From the items below, pull out each line containing the string "baseball" and copy it unchanged. Matching is case-sensitive.

[Records from a dataset]
================================

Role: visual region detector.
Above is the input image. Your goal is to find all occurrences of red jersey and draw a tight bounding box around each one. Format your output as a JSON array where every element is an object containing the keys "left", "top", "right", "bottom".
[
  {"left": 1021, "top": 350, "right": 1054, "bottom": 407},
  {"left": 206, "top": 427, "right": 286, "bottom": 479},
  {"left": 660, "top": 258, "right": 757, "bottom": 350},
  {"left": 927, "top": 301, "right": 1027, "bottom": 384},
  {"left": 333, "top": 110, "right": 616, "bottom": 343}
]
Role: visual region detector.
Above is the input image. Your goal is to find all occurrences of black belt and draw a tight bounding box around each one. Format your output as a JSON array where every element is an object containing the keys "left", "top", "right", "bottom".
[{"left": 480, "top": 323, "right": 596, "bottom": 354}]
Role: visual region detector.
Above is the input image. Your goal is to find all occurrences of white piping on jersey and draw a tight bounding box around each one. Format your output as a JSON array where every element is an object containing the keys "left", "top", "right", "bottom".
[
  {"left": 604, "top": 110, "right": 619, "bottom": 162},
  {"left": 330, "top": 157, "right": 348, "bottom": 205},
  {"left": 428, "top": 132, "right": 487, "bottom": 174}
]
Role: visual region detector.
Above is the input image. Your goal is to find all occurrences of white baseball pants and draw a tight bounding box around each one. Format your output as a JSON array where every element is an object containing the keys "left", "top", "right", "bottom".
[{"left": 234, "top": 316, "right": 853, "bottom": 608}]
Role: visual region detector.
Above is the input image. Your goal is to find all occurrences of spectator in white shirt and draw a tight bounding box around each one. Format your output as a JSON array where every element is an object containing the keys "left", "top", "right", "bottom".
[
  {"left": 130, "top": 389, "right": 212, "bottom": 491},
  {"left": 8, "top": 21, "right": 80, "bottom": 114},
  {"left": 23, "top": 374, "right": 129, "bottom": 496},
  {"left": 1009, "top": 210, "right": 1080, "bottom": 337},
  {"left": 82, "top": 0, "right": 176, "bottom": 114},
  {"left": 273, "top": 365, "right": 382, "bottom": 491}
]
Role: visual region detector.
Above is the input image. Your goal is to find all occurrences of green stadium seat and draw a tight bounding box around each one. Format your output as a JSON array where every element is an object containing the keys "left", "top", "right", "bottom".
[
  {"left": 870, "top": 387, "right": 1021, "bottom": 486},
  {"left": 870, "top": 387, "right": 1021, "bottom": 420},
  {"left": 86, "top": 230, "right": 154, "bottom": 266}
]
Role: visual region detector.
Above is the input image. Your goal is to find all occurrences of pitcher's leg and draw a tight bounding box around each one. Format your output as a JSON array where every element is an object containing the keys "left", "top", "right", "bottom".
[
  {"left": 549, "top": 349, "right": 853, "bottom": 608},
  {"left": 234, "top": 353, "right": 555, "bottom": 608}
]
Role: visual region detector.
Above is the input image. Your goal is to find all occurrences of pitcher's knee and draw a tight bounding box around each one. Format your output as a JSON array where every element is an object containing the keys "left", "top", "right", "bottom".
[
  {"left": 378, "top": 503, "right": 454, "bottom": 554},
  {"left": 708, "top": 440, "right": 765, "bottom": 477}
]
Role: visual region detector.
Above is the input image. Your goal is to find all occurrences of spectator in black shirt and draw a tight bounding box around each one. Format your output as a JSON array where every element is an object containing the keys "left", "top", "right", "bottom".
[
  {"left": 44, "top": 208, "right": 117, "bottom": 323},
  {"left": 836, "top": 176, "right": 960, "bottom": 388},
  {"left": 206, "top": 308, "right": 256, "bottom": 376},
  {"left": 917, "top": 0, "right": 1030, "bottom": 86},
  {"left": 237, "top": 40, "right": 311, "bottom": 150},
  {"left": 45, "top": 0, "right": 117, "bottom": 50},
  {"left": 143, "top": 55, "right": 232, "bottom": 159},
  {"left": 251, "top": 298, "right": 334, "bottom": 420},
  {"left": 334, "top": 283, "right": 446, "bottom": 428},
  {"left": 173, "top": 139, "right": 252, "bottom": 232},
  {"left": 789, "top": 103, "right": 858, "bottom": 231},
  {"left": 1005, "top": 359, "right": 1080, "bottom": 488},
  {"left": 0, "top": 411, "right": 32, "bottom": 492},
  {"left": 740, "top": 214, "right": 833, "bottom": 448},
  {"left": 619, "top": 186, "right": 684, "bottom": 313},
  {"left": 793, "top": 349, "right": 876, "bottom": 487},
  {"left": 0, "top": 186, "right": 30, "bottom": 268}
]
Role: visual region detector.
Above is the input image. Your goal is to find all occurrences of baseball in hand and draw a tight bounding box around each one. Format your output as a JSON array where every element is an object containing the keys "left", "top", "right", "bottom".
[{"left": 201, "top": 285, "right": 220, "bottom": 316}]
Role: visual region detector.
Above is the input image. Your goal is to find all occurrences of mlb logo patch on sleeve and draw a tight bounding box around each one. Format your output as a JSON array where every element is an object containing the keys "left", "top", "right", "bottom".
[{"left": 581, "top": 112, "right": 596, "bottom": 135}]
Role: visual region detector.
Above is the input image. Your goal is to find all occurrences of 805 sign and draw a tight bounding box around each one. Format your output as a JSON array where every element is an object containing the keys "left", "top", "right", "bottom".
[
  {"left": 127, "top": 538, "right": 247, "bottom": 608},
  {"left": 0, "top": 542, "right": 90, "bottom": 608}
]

================================

Exercise output >>
Above is the input image. Your goal is to find all occurrences of white baseball pants and draw a tight bounding box around each one. Format your output as a JSON array where every element is an object containing the keys "left", "top", "right", "bottom".
Above is the input image. Your goal is to find all occurrences of baseball in hand and draw a tight bounding box around each one. Format your output as a JSON array where every element is an object containing the keys "left", "top", "right", "bottom".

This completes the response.